RECORD FORNITI:
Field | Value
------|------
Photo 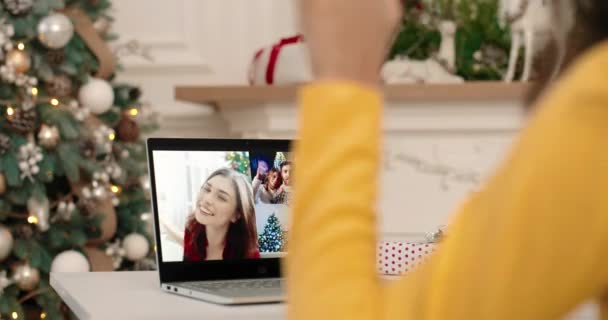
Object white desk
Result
[51,271,599,320]
[51,271,285,320]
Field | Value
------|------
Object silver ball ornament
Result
[38,13,74,49]
[13,263,40,291]
[78,78,114,114]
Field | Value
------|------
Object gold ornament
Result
[38,124,59,149]
[0,172,6,195]
[93,17,112,35]
[13,263,40,291]
[6,49,32,73]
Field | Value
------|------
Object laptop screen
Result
[152,150,293,262]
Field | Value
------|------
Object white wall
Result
[114,0,296,137]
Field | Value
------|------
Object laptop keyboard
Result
[173,278,285,295]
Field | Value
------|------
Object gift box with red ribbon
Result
[249,35,312,85]
[376,241,436,275]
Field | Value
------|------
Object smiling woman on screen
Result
[184,169,260,261]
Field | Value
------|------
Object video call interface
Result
[152,150,293,262]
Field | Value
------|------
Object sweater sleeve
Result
[287,46,608,320]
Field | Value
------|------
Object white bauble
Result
[122,233,150,261]
[78,78,114,114]
[51,250,91,272]
[0,225,13,261]
[13,263,40,291]
[38,13,74,49]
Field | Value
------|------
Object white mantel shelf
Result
[170,82,529,241]
[175,81,530,107]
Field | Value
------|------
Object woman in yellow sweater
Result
[287,0,608,320]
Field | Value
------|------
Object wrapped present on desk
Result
[249,35,312,85]
[376,241,436,275]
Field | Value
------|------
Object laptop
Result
[147,138,292,304]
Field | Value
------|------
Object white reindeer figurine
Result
[499,0,574,82]
[381,21,464,84]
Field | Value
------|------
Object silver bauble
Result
[38,13,74,49]
[13,263,40,291]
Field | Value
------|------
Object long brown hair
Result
[526,0,608,107]
[186,169,258,259]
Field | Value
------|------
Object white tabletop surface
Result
[51,271,285,320]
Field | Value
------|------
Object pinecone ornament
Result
[46,74,72,97]
[116,117,139,142]
[2,0,34,15]
[0,133,11,154]
[7,108,37,134]
[46,49,65,65]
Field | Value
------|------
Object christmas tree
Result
[0,0,154,319]
[389,0,521,80]
[258,213,285,252]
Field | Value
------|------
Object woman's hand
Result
[256,161,268,181]
[299,0,403,86]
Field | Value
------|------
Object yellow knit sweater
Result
[286,44,608,320]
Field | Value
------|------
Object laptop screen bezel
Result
[146,138,291,283]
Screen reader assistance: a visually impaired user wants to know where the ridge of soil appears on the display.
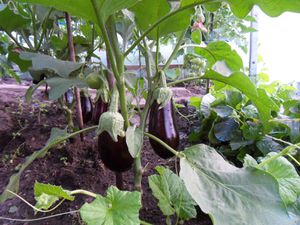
[0,79,212,225]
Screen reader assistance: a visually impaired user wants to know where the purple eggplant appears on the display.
[148,99,179,159]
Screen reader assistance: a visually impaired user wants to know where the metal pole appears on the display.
[249,6,259,83]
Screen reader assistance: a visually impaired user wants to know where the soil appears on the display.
[0,78,212,225]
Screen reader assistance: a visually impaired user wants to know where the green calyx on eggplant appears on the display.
[97,88,133,172]
[80,92,93,123]
[148,82,179,159]
[98,132,133,172]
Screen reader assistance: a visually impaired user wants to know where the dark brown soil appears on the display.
[0,80,212,225]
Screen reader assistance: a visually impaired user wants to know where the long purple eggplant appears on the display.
[149,99,179,159]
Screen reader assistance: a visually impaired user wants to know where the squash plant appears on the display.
[0,0,300,225]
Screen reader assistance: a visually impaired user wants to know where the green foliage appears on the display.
[20,52,83,78]
[17,0,138,24]
[0,128,67,203]
[180,145,294,225]
[130,0,193,40]
[148,166,197,220]
[0,4,30,33]
[34,181,74,209]
[80,186,142,225]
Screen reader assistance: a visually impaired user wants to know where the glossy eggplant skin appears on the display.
[92,97,109,125]
[65,89,74,107]
[98,131,133,172]
[148,99,179,159]
[80,95,93,123]
[32,74,45,84]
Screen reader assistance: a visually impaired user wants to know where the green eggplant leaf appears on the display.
[46,77,87,100]
[130,0,194,40]
[0,128,67,203]
[17,0,139,24]
[80,186,142,225]
[148,166,197,220]
[226,0,300,18]
[0,4,30,33]
[20,52,83,78]
[194,41,244,72]
[180,145,295,225]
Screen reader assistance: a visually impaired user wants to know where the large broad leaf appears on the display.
[202,70,279,131]
[263,152,300,205]
[80,186,142,225]
[244,152,300,205]
[17,0,138,24]
[148,166,197,220]
[20,52,83,78]
[0,4,30,33]
[130,0,193,40]
[46,77,87,100]
[226,0,300,18]
[195,41,244,72]
[180,145,295,225]
[0,128,67,203]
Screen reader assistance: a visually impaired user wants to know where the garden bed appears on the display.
[0,80,211,225]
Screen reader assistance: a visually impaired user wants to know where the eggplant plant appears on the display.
[0,0,300,225]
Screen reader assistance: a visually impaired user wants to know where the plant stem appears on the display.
[287,154,300,166]
[65,13,84,141]
[124,0,217,57]
[162,30,187,70]
[144,132,183,158]
[70,189,97,198]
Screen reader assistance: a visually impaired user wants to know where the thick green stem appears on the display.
[168,76,204,87]
[162,30,186,70]
[70,189,97,198]
[144,132,183,158]
[124,0,214,57]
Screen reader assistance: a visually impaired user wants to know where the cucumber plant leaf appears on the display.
[180,145,294,225]
[201,69,279,131]
[246,152,300,205]
[148,166,197,220]
[0,4,30,33]
[0,128,67,203]
[80,186,142,225]
[34,181,74,212]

COMPITO ASSEGNATO: Riporti senza alcuna modifica le righe dei record che vanno dalla riga contenente "the purple eggplant appears on the display." fino alla riga contenente "[249,6,259,83]", entrambe incluse.

RISPOSTA AL COMPITO:
Screen reader assistance: a visually impaired user wants to know where the purple eggplant appears on the display.
[148,99,179,159]
Screen reader assistance: a visually impaired user wants to know where the metal pole appears on the display.
[249,6,259,83]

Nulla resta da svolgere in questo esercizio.